- Passage shown:
----
When It Comes To Saving African Wildlife, All Conservation Is Local

“At night, we are prisoners in our huts,” said an elderly Zambian woman who served as chief of a village of some 100 souls. “We cannot go outside … the lions are waiting for us.”

I was there five years ago to film a series that highlighted the ongoing struggle between people and wildlife, a story most in the West have ignored as they pontificate over the best way to save Africa’s cast of charismatic megafauna, with little to no regard to the fate of the continent’s people. What is becoming increasingly clear, however, is there is no path to a sustainable future for the continent’s wildlife unless Africans have a seat at the table.

Most of the villagers we interviewed had harrowing tales to tell, one woman telling of her daughter who was chased out of her hut by lions that then ran her down as she tried to escape to another shelter. Several men from the village used torches to chase the cats off the woman’s half-consumed body, resting only 75 yards from the village. Crocodiles and hippos, too, had taken members of the village as if scenes straight out of Ghost and the Darkness. Wild animals haunt communities across Africa, so an increasing number of so-called African wildlife experts are coming to grips with the fact that most indigenous people are focused on their own survival first rather than any concerns for animals with whom they struggle daily in the food chain.
----
(Dataset entries)
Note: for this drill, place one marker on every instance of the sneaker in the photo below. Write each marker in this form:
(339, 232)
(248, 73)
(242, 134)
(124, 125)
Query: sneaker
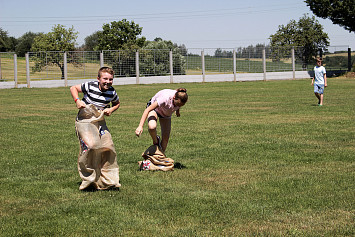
(159, 144)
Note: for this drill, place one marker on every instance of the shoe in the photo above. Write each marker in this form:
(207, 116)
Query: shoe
(158, 144)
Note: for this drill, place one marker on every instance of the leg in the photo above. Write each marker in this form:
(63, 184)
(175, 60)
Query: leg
(318, 97)
(165, 124)
(152, 125)
(88, 159)
(321, 99)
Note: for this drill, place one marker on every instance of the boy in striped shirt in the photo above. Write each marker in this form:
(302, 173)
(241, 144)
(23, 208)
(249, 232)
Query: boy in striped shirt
(97, 160)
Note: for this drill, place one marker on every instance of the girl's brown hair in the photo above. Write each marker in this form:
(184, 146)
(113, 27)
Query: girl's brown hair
(181, 94)
(105, 69)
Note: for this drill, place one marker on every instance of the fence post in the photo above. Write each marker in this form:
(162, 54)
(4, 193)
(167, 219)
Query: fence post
(171, 66)
(15, 70)
(101, 59)
(203, 65)
(65, 70)
(137, 67)
(264, 64)
(293, 63)
(349, 60)
(235, 65)
(28, 80)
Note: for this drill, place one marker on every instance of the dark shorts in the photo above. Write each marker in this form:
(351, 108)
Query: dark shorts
(149, 103)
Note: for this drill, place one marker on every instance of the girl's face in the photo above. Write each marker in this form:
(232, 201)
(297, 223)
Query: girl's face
(177, 102)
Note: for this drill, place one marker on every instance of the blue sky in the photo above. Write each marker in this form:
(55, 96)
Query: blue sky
(195, 23)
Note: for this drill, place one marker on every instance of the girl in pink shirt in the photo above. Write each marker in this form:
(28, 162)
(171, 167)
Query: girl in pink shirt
(162, 106)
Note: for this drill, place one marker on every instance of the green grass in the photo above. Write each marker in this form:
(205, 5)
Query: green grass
(261, 160)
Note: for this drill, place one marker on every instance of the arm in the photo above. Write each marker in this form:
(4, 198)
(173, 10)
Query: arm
(115, 106)
(74, 90)
(151, 107)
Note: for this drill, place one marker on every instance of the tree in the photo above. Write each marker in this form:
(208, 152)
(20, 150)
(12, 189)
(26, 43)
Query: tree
(306, 33)
(340, 12)
(7, 43)
(156, 57)
(60, 39)
(91, 42)
(118, 35)
(25, 42)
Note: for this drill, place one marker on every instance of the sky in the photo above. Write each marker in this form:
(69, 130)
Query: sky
(194, 23)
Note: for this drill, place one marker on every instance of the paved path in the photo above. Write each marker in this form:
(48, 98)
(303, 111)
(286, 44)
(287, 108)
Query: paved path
(166, 79)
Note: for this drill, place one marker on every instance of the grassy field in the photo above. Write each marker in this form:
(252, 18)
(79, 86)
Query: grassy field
(260, 159)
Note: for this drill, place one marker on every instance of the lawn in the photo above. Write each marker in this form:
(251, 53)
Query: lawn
(259, 159)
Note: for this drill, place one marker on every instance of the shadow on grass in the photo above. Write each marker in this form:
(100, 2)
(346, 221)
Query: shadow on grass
(178, 165)
(92, 188)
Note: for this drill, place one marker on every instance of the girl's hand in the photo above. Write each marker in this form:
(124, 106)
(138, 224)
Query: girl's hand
(107, 112)
(139, 131)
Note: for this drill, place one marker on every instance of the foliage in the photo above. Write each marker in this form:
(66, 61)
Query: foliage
(156, 58)
(340, 12)
(307, 33)
(119, 35)
(7, 43)
(259, 162)
(25, 42)
(59, 40)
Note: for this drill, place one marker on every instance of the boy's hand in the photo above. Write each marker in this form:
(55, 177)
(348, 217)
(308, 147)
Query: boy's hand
(139, 131)
(80, 104)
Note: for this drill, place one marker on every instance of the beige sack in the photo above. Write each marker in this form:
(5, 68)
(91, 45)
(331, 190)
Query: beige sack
(155, 159)
(97, 160)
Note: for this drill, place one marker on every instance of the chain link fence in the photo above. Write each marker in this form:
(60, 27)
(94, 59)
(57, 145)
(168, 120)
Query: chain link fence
(163, 62)
(7, 66)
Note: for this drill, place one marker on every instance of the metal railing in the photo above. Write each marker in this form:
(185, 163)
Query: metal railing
(161, 62)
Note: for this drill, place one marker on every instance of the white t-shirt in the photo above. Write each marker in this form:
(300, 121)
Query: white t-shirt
(165, 102)
(319, 75)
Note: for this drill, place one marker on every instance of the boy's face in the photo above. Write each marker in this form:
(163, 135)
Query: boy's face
(105, 81)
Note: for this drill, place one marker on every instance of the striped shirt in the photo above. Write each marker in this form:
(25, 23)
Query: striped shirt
(93, 95)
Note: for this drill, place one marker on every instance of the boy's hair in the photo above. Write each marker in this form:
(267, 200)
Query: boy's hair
(181, 95)
(105, 69)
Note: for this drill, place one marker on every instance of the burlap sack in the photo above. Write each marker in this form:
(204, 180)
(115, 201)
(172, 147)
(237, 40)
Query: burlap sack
(97, 160)
(155, 159)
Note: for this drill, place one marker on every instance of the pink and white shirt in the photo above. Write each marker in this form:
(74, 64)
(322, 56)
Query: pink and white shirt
(165, 102)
----
- Problems to solve:
**1)** Update the article on African wildlife conservation, giving everything from "When It Comes" down to "at the table." with "huts" replaced by "homes".
**2)** In the article on African wildlife conservation, how far from the village was the woman's half-consumed body lying?
**3)** How would you continue the article on African wildlife conservation from where it stops?
This listing has no connection to the article on African wildlife conservation.

- The results:
**1)**
When It Comes To Saving African Wildlife, All Conservation Is Local

“At night, we are prisoners in our homes,” said an elderly Zambian woman who served as chief of a village of some 100 souls. “We cannot go outside … the lions are waiting for us.”

I was there five years ago to film a series that highlighted the ongoing struggle between people and wildlife, a story most in the West have ignored as they pontificate over the best way to save Africa’s cast of charismatic megafauna, with little to no regard to the fate of the continent’s people. What is becoming increasingly clear, however, is there is no path to a sustainable future for the continent’s wildlife unless Africans have a seat at the table.

**2)** Only 75 yards from the village.

**3)**
Already this year, some 60 Zimbabweans have lost their lives to elephants alone, and more than 50 others have been injured. Elephants killed another 70 people in 2021. The battle between man and beast isn’t a distant notion, but rather is the daily reality for families across Sub-Saharan Africa. Yet the disconnect between the fears of many Africans and desires of environmentalists in the West is a chasm that some feel may be too wide and deep to bridge. While the debate heats up, Africans continue to snare, shoot, and poison all manner of wildlife to feed their families and protect themselves, livestock, and crops from leopards, buffalo, lions, elephants, and other animals.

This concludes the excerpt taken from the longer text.